----- Data shown -----
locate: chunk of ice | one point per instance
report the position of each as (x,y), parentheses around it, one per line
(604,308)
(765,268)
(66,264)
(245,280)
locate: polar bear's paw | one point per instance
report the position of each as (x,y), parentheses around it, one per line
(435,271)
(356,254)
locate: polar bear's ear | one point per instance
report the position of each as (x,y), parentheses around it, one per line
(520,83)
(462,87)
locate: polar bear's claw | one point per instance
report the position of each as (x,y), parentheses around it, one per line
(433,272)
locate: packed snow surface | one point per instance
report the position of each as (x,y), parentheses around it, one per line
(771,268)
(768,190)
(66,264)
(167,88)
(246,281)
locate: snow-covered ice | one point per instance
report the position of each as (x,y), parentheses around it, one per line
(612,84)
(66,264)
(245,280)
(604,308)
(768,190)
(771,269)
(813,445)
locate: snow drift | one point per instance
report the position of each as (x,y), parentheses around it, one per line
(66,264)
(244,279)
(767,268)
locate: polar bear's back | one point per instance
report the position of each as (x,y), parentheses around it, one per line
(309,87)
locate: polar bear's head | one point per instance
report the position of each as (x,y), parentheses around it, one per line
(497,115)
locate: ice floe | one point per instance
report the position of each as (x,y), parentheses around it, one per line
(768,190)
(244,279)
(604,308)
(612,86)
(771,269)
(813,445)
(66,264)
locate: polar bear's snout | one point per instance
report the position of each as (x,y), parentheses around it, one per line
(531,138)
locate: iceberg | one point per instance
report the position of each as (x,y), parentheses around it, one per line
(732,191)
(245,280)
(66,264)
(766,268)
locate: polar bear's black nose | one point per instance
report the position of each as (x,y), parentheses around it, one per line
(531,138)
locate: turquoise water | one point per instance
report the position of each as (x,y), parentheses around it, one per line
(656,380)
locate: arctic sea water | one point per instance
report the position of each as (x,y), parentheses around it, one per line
-----
> Written problem: All of the data shown above must be copied exactly.

> Answer below:
locate: chunk of ice | one point per instance
report the position of each as (x,y), parentheses around it, one per line
(604,308)
(765,268)
(66,264)
(245,280)
locate: polar bear's paw | one point per instance
report the position of each as (x,y), parentheses around it, one per line
(435,271)
(356,254)
locate: polar bear's ear | one point per instance
report the position of each as (x,y), parentheses around it, one per line
(520,83)
(462,87)
locate: polar bear's claw | one point per instance
report the position of each as (x,y), parentheses around it, one per line
(433,272)
locate: packed snow surface | one point per instance
report the position of each as (x,y), parentheses around it, one per line
(771,268)
(768,190)
(66,264)
(167,88)
(246,281)
locate: snow-covered ice | one point per instance
report the position of each as (x,y), parentheses around it, one per line
(612,84)
(66,264)
(245,280)
(604,308)
(768,190)
(771,269)
(813,445)
locate: snow drift | one point per instance
report the position of each as (x,y), parentheses around it, one per line
(66,264)
(244,279)
(767,268)
locate: polar bear's back | one point per instance
report the position of each as (x,y), parentheses around it, one per line
(309,87)
locate: polar bear's head | one point per instance
report the position of each as (x,y), parentheses around it, one per line
(497,115)
locate: ice floe | one point per instance
report the position of each as (x,y), parentheses around it, one per line
(768,190)
(244,279)
(604,308)
(612,86)
(771,269)
(813,445)
(66,264)
locate: polar bear's snout | one point per instance
report the position of each as (x,y), parentheses around it, one per line
(531,138)
locate: iceberg | one point per instance
report the position of each as (x,y), parentheses around it, one per line
(732,191)
(245,280)
(66,264)
(766,268)
locate: polar bear's black nose | one point per instance
report the position of each as (x,y), parentheses around it, one per line
(531,138)
locate: turquoise water | one point per instance
report the position of each as (x,y), parentheses around it, one per line
(656,380)
locate: arctic sea water | one point per instance
report the position of each as (x,y), parentheses around it, one per line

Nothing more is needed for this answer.